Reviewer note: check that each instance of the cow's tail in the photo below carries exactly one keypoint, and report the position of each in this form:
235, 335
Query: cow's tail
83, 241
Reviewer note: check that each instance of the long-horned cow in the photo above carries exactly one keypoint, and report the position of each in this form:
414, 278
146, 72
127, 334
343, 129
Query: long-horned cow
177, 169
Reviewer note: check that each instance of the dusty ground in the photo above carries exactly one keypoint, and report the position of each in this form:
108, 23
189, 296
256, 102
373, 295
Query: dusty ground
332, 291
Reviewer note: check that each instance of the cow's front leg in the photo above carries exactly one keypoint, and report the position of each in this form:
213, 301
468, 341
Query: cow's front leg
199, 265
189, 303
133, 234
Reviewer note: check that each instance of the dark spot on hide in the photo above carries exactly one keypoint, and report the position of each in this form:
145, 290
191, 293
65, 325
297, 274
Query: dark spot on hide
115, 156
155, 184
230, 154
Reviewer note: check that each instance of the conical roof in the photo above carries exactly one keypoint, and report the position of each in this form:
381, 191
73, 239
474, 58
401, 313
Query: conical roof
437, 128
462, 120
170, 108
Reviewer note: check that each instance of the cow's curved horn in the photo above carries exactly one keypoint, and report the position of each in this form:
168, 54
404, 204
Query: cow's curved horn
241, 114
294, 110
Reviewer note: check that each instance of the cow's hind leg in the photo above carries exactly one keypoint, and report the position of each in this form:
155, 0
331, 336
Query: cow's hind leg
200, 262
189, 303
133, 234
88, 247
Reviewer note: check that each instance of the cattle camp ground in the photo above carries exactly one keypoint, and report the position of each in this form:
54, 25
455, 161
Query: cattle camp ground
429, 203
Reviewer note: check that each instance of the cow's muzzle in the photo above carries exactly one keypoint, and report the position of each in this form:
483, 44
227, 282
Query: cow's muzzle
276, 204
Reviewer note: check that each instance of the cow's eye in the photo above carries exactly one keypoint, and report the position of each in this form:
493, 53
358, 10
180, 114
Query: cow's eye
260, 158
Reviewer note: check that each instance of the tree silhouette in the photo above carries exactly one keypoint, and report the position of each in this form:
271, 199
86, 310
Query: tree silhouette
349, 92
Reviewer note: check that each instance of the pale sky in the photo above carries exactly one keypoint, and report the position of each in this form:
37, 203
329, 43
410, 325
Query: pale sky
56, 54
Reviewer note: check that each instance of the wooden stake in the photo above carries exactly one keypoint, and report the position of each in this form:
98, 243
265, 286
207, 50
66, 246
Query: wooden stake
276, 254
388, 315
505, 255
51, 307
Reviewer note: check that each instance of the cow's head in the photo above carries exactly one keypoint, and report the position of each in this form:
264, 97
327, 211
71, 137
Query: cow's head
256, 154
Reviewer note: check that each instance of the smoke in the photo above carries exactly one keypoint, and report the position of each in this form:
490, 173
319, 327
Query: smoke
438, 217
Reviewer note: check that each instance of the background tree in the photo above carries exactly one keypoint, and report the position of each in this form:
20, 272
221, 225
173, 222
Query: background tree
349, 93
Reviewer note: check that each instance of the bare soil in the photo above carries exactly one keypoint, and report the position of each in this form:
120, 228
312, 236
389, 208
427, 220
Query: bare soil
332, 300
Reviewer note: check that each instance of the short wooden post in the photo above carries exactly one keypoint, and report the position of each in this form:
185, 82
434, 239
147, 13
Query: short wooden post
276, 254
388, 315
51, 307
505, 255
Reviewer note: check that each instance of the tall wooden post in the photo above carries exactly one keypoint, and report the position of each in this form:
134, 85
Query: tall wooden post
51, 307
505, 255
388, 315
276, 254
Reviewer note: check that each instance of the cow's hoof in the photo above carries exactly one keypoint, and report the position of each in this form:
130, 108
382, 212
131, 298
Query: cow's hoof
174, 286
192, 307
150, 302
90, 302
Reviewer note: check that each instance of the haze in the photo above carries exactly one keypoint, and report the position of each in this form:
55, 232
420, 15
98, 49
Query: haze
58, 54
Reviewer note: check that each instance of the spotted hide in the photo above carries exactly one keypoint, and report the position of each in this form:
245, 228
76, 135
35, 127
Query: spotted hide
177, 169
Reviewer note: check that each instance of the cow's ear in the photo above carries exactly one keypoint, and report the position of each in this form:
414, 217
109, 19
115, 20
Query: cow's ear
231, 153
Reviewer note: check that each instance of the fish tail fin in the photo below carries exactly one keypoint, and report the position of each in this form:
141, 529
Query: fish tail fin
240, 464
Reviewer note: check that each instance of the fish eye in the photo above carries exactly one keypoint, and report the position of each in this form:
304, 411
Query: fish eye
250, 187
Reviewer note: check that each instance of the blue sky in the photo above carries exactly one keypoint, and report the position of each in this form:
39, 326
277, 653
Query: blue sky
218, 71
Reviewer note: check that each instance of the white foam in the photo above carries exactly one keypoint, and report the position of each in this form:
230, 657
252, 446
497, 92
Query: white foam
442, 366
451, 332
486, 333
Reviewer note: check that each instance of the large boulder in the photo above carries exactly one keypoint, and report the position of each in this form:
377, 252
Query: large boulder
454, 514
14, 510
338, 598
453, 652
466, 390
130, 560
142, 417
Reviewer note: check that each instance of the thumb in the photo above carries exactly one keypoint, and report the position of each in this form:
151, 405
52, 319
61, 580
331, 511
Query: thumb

Required work: Return what is listed above, exactly and completely.

Correct result:
Reviewer note: check that each instance of the cow's tail in the photo below carries exactly one keypoint, and report the position of each in this form:
235, 335
Query: cow's tail
83, 241
Reviewer note: check that each instance of the long-horned cow in the photo above carries exactly one keypoint, and report the position of each in this form:
414, 278
146, 72
127, 334
343, 129
Query: long-horned cow
177, 169
Reviewer note: check that each instance of the dusty ground in the photo above carries exactly one keypoint, and report the position of each in this form:
108, 23
189, 296
256, 102
373, 295
Query: dusty ground
332, 291
Reviewer note: check that each instance of the cow's front leg in the photo above carries exactly one keypoint, and report the position of each in this form:
213, 301
468, 341
Query: cow's front leg
199, 265
189, 303
133, 234
Reviewer note: check that each instance of the dark spot on hide in the photo above carries exactly one keypoint, and report the position of each in this form:
145, 290
191, 293
65, 325
297, 274
Query: dark spot on hide
115, 156
155, 184
230, 154
Reviewer note: check that each instance of the conical roof in the photo above carries exactly one keypoint, and report the position of each in this form:
381, 191
73, 239
474, 58
401, 313
Query: conical roof
437, 128
462, 120
170, 108
Reviewer note: check that each instance of the cow's curved horn in the photo above carries exactly one keypoint, and report the position of each in this form:
168, 54
404, 204
Query: cow's curved horn
241, 114
294, 110
Reviewer note: check that each instance of the cow's hind leg in the photo above carries exactly one keypoint, and report the position of each in this form:
155, 0
331, 336
Query: cow's hind leg
200, 262
189, 303
133, 234
88, 247
Reviewer note: check that each instance of the cattle camp ground in the photo above carries exactly one keypoint, and report the position of each in this form:
54, 25
455, 161
Query: cattle camp ground
429, 203
Reviewer note: check that each instance of the cow's muzzle in the photo above carries exactly one keypoint, and report the position of each in this form:
483, 44
227, 282
Query: cow's muzzle
276, 204
Reviewer note: check that each instance of the cow's eye in the photo above carries exactly one keypoint, and report the position of each in this form:
493, 53
358, 10
180, 114
Query: cow's eye
260, 158
Reviewer note: check that each instance of the tree silhouette in the photo above carries exactly one keypoint, and report the position of each in this form:
271, 199
86, 310
Query: tree silhouette
349, 92
Reviewer note: check that each instance of the pale sky in the photo above carries exactly one keypoint, and report the position of each in this form:
37, 203
329, 43
410, 325
Query: pale sky
56, 54
Reviewer note: check that each instance of the wooden stake in the photo above carries exactly one keypoint, and report the position of each in this form:
98, 243
265, 286
207, 50
66, 246
Query: wooden stake
276, 254
388, 315
505, 255
51, 307
Reviewer note: check that each instance of the cow's head in the photo above carries exactly one keypoint, and report the position of each in this form:
264, 97
327, 211
71, 137
Query: cow's head
256, 154
Reviewer note: check that each instance of the smoke in the photo above carries exactly one keypoint, and report the position of each in this form:
490, 173
319, 327
Query: smoke
438, 217
Reviewer note: check that each instance of the background tree in the photo above carries exactly one keypoint, and report the position of each in this form:
20, 272
221, 225
173, 222
Query: background tree
349, 93
Reviewer note: check that each instance of the bare soil in the photo above carries exactly one keypoint, and report the position of each in this form:
120, 228
312, 236
389, 208
427, 220
Query: bare soil
332, 300
Reviewer note: check that each instance of the short wooden post in the photo above carries exactly one keypoint, and report the position of each in this form:
185, 82
434, 239
147, 13
Query: short wooden post
276, 254
388, 315
51, 307
505, 255
Reviewer note: check that each instance of the tall wooden post in the photo above carries exactly one keypoint, and report the position of each in this form:
134, 85
Query: tall wooden post
51, 307
505, 255
388, 315
276, 254
Reviewer note: check that each instance of the cow's hoof in the photo above carries exactly one keypoint, and report the position of each in this form:
130, 108
382, 212
131, 298
Query: cow's hoof
174, 286
192, 307
150, 302
90, 302
Reviewer note: check that each instance of the haze in the photo above carries exactly one keypoint, and report the position of each in this form:
55, 232
420, 15
98, 49
Query: haze
58, 54
Reviewer note: check that each instance of the spotted hide in the photo above carries exactly one keypoint, and report the position of each in this form:
245, 228
76, 135
35, 127
Query: spotted hide
177, 169
Reviewer note: check that each instance of the cow's ear in the photo above carries exactly one keypoint, and report the position of each in this form:
414, 217
109, 19
115, 20
Query: cow's ear
231, 153
Reviewer note: check that each instance of the fish tail fin in the photo below carries exactly one keypoint, and report the position of each in this form:
141, 529
Query: fish tail fin
240, 464
Reviewer note: check that each instance of the fish eye in the photo above carries exactly one keypoint, and report the position of each in this form:
304, 411
Query: fish eye
250, 187
Reviewer note: check that each instance of the blue sky in the photo above carries exactly one keypoint, and report the position of each in this form:
39, 326
277, 653
Query: blue sky
218, 71
Reviewer note: check that each instance of the white foam in the photo above carries exactly one keypoint, and report the position of each in this form:
230, 657
252, 446
497, 92
Query: white foam
442, 366
451, 332
486, 333
Reviewer note: check that each instance of the large boulder in the photo above carries exactly one keypoint, and report the position of each in this form:
377, 252
Query: large boulder
454, 514
14, 510
338, 598
453, 652
466, 390
130, 560
142, 417
Reviewer note: check that each instance of the thumb in the photo above carries exactly one keypoint, and report the position of each in this form:
151, 405
52, 319
61, 580
331, 511
Query: thumb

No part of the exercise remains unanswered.